EXERCISE PROMPT:
Go through the records and show each line where the word "fence" occurs.

Records excerpted from a collection:
##########

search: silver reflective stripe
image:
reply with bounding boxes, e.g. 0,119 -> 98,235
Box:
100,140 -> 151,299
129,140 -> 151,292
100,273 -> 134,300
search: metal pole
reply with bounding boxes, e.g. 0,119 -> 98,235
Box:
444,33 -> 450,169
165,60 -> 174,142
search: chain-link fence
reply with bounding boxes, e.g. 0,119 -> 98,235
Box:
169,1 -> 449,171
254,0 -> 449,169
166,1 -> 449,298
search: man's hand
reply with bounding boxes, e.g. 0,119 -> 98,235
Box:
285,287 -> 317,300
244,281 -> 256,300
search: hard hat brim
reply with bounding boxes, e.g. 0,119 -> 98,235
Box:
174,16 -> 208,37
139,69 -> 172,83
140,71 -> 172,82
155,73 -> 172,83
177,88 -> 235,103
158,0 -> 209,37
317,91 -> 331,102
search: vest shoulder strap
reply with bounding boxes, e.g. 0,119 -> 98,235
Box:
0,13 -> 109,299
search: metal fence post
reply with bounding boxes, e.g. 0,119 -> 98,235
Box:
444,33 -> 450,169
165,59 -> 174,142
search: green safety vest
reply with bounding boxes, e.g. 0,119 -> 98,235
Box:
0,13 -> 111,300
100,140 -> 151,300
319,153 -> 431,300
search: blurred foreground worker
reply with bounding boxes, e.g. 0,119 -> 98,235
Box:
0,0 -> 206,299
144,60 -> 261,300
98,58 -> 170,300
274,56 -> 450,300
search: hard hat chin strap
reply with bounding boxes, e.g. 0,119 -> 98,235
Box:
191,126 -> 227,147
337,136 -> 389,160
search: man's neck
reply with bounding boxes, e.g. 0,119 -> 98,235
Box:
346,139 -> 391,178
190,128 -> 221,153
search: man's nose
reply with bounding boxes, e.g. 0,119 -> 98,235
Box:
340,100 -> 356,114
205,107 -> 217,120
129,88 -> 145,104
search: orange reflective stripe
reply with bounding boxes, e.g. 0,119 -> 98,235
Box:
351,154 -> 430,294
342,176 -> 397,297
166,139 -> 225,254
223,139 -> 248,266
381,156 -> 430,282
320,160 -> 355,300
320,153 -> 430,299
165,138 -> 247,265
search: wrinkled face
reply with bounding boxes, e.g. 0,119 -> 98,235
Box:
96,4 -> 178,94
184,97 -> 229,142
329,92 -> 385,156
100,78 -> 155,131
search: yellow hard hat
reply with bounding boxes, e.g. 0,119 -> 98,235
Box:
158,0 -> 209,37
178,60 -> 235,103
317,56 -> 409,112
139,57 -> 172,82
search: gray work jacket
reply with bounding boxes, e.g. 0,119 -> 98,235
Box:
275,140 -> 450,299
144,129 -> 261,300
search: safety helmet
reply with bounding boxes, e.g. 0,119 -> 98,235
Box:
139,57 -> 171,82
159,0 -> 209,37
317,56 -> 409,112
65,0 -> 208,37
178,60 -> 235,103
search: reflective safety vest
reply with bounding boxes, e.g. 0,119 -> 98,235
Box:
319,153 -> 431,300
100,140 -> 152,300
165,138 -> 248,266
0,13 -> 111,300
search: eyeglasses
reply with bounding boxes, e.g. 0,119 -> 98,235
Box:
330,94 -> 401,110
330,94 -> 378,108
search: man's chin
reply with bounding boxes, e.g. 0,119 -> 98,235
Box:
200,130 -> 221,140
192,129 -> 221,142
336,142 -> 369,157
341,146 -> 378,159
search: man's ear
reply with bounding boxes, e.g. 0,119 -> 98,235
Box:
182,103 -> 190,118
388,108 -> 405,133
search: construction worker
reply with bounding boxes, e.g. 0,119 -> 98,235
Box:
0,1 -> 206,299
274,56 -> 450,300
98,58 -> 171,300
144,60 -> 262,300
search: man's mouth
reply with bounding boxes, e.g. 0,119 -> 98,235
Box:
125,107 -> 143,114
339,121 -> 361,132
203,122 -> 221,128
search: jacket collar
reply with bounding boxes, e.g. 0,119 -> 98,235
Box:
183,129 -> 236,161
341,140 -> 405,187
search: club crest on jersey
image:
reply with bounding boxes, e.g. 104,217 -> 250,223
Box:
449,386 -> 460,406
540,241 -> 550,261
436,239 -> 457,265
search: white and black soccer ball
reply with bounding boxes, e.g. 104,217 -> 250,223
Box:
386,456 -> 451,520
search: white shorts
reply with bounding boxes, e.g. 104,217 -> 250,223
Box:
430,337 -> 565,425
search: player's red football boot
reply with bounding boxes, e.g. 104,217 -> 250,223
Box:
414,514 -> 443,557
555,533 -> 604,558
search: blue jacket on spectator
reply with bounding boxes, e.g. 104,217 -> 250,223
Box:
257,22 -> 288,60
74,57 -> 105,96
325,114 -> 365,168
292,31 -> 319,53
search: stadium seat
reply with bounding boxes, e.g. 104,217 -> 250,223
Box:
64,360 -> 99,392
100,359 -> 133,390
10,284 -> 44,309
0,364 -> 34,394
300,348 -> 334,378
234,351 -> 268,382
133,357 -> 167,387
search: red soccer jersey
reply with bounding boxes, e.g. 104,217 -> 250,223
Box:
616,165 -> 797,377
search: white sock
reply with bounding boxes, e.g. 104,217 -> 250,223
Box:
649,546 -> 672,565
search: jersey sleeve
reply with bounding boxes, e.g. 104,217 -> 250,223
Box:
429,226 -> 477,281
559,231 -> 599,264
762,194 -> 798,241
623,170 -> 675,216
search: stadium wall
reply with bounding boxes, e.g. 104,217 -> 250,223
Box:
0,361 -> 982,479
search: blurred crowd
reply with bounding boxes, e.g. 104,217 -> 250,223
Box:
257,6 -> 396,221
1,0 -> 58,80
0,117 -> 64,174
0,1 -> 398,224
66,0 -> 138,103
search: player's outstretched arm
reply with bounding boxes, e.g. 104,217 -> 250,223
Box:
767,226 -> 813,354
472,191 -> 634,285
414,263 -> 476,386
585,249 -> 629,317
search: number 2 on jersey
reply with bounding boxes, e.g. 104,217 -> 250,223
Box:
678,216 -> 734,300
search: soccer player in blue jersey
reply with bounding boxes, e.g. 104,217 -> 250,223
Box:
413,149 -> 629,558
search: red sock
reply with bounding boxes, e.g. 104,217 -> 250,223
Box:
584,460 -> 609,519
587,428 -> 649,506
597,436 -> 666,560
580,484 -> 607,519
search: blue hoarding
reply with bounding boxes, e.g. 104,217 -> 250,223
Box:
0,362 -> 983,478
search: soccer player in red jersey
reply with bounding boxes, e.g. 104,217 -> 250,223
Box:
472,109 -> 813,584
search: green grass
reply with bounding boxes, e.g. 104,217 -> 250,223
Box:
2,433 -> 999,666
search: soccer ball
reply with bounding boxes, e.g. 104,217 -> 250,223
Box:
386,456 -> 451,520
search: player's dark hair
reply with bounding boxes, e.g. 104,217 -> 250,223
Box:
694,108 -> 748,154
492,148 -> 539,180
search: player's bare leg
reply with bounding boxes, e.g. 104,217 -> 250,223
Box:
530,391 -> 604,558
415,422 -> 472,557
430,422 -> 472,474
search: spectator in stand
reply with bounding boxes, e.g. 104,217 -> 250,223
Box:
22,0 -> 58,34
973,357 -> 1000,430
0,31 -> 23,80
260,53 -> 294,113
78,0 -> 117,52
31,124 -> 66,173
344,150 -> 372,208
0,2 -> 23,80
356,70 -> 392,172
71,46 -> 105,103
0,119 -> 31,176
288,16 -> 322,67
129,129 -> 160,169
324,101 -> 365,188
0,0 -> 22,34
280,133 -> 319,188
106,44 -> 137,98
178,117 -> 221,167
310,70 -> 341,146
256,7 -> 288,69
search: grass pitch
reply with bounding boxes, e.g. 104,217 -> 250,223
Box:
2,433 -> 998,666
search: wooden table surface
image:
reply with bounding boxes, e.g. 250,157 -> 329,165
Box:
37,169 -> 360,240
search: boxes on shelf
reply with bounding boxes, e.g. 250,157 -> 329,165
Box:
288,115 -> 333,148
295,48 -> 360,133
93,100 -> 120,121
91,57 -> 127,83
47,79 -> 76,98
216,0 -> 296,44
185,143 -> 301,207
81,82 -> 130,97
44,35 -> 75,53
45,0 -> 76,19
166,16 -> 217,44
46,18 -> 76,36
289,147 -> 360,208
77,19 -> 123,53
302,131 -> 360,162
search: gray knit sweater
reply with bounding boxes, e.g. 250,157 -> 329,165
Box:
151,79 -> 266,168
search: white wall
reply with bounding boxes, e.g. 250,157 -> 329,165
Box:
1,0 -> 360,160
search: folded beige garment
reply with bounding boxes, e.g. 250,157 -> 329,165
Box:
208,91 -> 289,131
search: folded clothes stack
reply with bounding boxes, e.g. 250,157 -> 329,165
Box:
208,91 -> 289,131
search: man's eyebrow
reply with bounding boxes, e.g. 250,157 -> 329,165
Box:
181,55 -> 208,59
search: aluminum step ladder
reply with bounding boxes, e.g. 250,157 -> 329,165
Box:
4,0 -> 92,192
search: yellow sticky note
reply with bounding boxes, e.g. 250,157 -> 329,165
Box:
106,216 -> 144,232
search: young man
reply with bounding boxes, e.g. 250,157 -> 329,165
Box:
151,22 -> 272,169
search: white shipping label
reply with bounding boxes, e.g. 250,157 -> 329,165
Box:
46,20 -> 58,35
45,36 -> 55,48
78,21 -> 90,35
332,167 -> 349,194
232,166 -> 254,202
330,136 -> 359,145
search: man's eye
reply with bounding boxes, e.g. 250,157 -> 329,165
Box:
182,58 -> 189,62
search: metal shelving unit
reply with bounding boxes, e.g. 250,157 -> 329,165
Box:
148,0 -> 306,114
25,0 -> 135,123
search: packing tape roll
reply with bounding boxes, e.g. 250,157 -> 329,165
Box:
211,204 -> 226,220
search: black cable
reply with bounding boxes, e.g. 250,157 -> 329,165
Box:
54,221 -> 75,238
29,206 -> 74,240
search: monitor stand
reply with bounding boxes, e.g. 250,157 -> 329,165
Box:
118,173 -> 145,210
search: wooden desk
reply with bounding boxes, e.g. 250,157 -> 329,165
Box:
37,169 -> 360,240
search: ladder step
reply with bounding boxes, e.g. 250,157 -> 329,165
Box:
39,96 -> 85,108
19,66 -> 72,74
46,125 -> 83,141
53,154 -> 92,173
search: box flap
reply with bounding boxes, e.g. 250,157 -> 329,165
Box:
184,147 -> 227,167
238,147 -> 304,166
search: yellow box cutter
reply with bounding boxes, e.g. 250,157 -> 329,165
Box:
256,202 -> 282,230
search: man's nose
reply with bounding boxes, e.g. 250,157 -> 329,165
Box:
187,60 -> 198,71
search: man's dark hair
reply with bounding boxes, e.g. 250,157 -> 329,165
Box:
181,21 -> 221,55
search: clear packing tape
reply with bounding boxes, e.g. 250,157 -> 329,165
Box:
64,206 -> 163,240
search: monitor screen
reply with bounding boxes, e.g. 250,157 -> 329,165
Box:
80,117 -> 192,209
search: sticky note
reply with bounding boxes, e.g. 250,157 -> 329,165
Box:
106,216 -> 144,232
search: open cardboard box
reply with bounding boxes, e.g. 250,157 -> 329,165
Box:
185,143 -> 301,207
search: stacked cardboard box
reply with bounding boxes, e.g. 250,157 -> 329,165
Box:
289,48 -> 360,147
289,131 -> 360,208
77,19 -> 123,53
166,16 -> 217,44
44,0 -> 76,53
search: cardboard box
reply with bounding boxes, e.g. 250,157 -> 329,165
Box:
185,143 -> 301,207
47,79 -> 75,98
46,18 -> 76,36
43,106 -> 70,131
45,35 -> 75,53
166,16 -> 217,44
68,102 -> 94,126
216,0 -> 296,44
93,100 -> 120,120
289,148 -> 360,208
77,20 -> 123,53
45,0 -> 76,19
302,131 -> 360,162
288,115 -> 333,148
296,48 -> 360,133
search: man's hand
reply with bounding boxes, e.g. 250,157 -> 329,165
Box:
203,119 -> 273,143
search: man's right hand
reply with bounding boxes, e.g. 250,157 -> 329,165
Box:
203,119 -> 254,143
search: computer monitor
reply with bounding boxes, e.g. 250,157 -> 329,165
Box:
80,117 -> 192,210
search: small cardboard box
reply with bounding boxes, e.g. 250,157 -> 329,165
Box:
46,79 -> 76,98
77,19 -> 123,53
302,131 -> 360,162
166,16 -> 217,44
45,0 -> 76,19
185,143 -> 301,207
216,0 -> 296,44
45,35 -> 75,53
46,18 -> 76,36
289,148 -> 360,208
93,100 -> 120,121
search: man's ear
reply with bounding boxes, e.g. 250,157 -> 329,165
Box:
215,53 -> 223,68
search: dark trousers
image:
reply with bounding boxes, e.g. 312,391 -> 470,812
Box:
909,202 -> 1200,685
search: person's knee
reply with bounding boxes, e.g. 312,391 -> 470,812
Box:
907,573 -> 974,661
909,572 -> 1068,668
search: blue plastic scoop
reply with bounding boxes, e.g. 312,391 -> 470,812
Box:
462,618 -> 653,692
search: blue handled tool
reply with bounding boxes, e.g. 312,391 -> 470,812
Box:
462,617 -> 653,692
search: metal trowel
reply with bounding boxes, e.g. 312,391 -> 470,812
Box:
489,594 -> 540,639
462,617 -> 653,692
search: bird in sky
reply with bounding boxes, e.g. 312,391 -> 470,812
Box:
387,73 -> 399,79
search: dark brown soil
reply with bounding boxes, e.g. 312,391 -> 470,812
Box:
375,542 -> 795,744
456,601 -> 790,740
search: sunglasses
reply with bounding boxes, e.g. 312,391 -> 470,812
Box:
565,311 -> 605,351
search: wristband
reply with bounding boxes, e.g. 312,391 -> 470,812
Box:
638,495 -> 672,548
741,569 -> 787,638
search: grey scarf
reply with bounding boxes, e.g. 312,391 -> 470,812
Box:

##########

OUTPUT:
search: chain-link fence
search: metal fence post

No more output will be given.